▶ **What you are asked to do**
Copy every line from the data below in which the string "above" can be found.

▶ **Supplied entries**
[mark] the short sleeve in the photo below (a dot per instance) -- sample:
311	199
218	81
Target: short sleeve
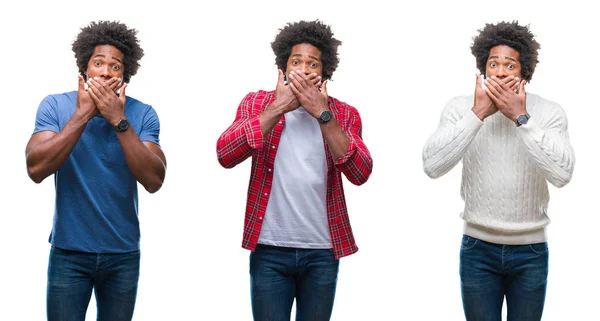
150	127
47	116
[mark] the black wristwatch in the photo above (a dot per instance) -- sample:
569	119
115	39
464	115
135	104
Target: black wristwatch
522	119
122	125
325	116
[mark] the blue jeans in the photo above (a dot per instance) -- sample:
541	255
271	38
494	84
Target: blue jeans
72	275
279	274
490	271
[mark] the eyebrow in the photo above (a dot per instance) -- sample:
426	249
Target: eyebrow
300	55
103	56
509	58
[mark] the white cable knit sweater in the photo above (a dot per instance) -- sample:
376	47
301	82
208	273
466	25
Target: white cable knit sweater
505	168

▶ **Result of this task**
[mark] the black wristwatch in the photo above (a dot per instance) -- sample:
[mark] the blue jeans in the photo above (a dot per instance) -- sample:
[mark] the eyebrow in the photo above (a dot per instance) -- sample:
[mark] the white cable knit sweater in the photo above (a dot per instance) -- sample:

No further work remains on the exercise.